### RECORD EXTRACTS
--- --- ---

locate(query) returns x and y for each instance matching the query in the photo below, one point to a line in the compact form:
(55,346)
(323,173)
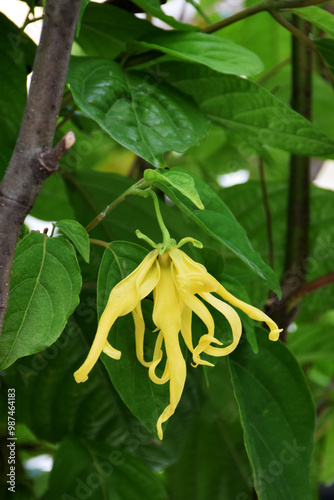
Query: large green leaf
(278,416)
(139,111)
(106,30)
(217,53)
(44,291)
(313,341)
(145,399)
(218,221)
(181,181)
(244,107)
(86,469)
(326,49)
(52,404)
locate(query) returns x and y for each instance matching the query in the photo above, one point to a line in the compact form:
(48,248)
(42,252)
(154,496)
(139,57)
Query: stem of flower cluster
(166,239)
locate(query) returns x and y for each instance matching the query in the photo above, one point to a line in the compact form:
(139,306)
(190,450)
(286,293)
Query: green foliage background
(257,425)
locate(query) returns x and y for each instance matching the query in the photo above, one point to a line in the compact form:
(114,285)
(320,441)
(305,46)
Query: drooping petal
(139,334)
(157,357)
(167,317)
(186,317)
(123,299)
(190,275)
(234,320)
(111,351)
(251,311)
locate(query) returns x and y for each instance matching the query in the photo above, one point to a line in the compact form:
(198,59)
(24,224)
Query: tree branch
(310,287)
(264,6)
(295,269)
(33,161)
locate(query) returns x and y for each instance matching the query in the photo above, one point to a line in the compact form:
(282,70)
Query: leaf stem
(102,215)
(165,233)
(290,27)
(267,212)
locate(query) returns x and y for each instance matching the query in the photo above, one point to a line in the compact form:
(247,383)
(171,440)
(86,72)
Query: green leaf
(77,234)
(213,464)
(218,221)
(313,341)
(217,53)
(44,291)
(317,16)
(327,465)
(106,30)
(52,404)
(181,181)
(153,7)
(86,469)
(140,112)
(145,399)
(244,107)
(278,416)
(326,49)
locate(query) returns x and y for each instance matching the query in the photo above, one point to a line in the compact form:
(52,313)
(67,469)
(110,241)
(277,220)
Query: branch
(308,288)
(264,6)
(295,269)
(33,161)
(268,214)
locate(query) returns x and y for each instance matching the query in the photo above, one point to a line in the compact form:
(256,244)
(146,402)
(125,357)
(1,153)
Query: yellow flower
(180,286)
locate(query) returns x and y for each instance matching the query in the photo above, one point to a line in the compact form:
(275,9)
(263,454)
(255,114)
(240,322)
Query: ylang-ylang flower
(181,287)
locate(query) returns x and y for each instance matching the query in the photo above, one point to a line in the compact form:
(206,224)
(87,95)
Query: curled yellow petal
(190,275)
(251,311)
(157,357)
(235,323)
(111,351)
(139,334)
(186,317)
(167,317)
(123,299)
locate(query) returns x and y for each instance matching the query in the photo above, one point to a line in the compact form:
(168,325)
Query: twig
(99,242)
(67,117)
(49,159)
(265,5)
(298,212)
(268,215)
(113,205)
(310,287)
(273,71)
(290,27)
(26,172)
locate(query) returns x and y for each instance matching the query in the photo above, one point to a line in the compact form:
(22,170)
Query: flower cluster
(180,287)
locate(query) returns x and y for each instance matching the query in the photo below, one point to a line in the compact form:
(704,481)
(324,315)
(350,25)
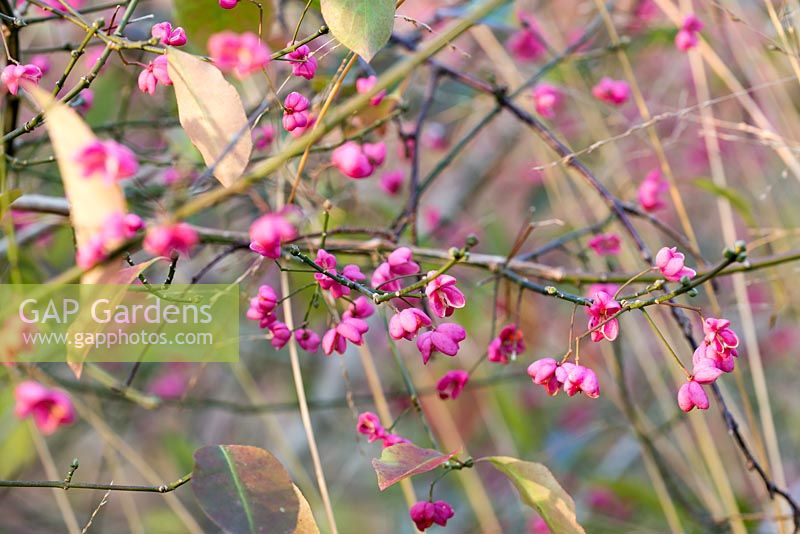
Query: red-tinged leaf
(305,519)
(539,489)
(92,200)
(212,115)
(405,460)
(245,489)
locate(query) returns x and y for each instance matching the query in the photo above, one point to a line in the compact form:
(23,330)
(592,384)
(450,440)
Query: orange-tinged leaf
(92,200)
(212,115)
(245,489)
(405,460)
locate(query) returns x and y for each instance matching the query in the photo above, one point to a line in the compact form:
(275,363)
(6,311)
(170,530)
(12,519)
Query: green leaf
(539,489)
(244,489)
(203,18)
(736,199)
(404,460)
(6,198)
(363,26)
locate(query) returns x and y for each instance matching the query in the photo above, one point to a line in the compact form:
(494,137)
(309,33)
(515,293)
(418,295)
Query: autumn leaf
(92,200)
(539,489)
(212,115)
(405,460)
(246,489)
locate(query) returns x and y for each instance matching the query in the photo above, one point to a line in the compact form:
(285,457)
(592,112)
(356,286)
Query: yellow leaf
(539,489)
(305,519)
(212,114)
(92,200)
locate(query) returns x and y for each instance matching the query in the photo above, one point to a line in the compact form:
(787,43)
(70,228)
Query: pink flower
(578,379)
(269,232)
(444,338)
(407,323)
(350,329)
(263,136)
(392,182)
(361,308)
(117,228)
(243,54)
(262,306)
(425,513)
(375,152)
(719,344)
(507,344)
(670,262)
(547,98)
(543,372)
(85,101)
(155,72)
(435,136)
(307,339)
(111,160)
(351,160)
(167,35)
(162,240)
(443,295)
(705,371)
(602,308)
(399,263)
(393,439)
(12,75)
(526,44)
(50,408)
(295,114)
(615,92)
(452,384)
(120,227)
(280,334)
(611,289)
(605,244)
(687,37)
(303,63)
(43,62)
(691,395)
(300,130)
(369,425)
(365,85)
(650,191)
(91,253)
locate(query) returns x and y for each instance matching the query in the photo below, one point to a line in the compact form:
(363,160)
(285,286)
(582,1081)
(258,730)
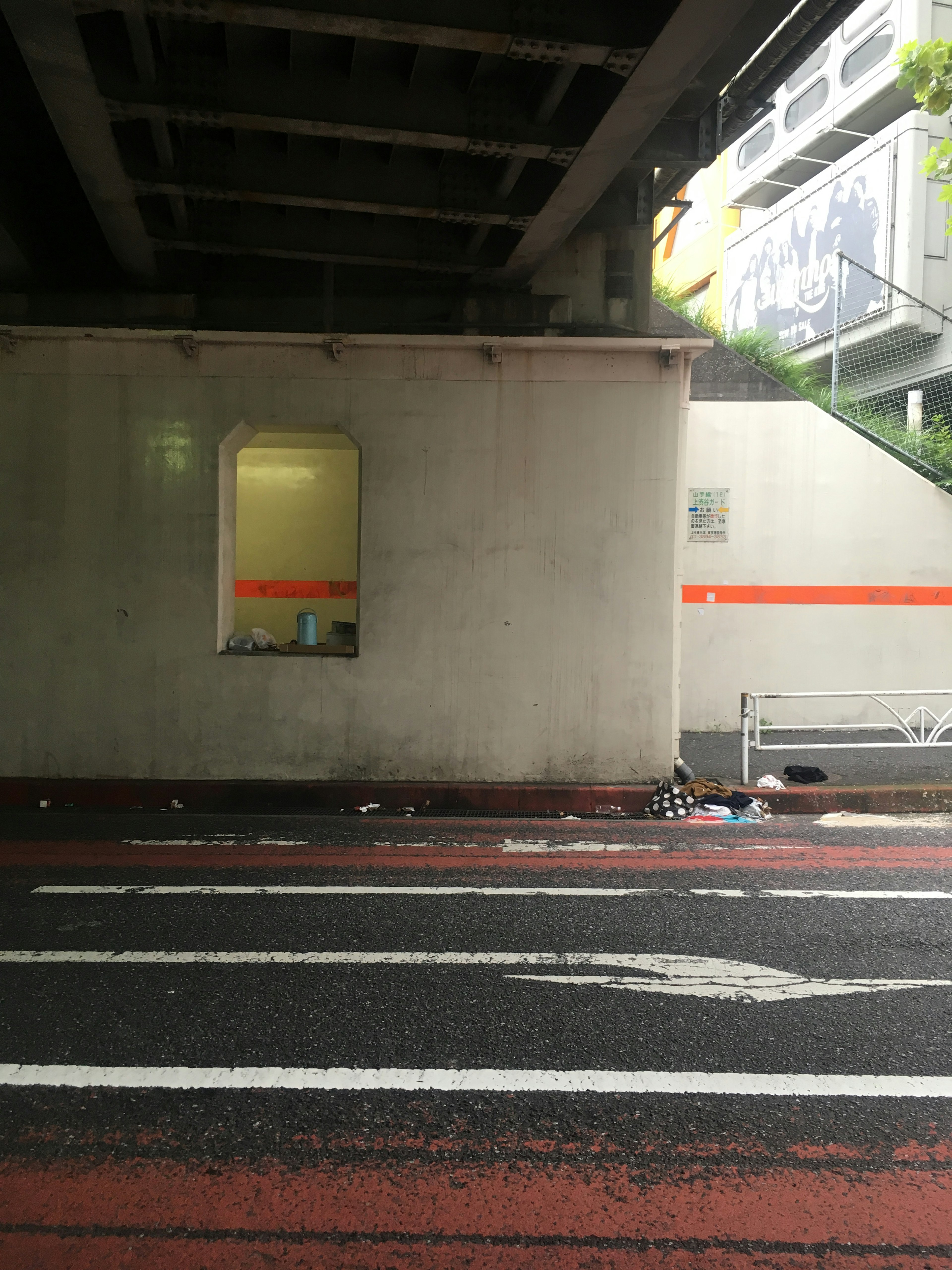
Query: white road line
(859,895)
(480,1080)
(593,892)
(675,975)
(284,958)
(346,891)
(551,848)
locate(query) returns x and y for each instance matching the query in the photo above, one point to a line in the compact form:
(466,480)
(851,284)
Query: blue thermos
(308,627)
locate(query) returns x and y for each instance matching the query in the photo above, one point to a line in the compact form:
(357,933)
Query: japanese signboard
(708,515)
(781,277)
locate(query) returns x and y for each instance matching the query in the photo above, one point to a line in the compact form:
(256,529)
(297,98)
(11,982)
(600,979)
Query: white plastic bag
(263,638)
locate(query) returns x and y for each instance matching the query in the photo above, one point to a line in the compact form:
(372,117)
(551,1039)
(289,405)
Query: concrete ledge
(303,797)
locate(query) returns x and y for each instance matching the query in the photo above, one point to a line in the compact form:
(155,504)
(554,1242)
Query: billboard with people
(782,276)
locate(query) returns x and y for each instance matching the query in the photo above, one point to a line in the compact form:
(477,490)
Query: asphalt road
(475,1045)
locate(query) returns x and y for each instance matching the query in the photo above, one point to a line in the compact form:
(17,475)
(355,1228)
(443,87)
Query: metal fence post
(837,308)
(744,738)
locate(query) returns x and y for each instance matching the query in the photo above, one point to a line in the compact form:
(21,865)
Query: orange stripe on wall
(248,589)
(715,595)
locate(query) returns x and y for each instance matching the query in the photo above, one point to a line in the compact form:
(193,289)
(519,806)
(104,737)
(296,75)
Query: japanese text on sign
(708,515)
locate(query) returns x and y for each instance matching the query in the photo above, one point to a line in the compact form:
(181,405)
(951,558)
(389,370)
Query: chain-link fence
(893,369)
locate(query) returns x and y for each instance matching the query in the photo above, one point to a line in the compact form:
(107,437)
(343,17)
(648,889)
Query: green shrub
(932,447)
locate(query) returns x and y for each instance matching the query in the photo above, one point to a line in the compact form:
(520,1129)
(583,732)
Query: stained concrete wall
(520,559)
(812,504)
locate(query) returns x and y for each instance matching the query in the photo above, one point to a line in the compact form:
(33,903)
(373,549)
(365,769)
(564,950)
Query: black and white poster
(782,276)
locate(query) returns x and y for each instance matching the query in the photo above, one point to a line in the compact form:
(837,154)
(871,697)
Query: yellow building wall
(692,257)
(298,521)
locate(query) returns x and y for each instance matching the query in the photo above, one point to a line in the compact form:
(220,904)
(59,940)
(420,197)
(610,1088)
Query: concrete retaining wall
(812,505)
(518,574)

--- --- ---

Copy out exactly the lines from the one containing "Query: black and white poster" through the last line above, keeping both end lines.

### ANSWER SECTION
Query: black and white poster
(782,276)
locate(query) returns x and y for each instance matching the query in the photo above, one point to a line in the compact form:
(837,154)
(871,697)
Query: yellow building wall
(692,257)
(298,521)
locate(query) returns x and y for each instance matching the query in the photo above, one point to a line in the compact form:
(220,904)
(59,940)
(420,197)
(610,1088)
Query: concrete retaining wall
(812,505)
(518,574)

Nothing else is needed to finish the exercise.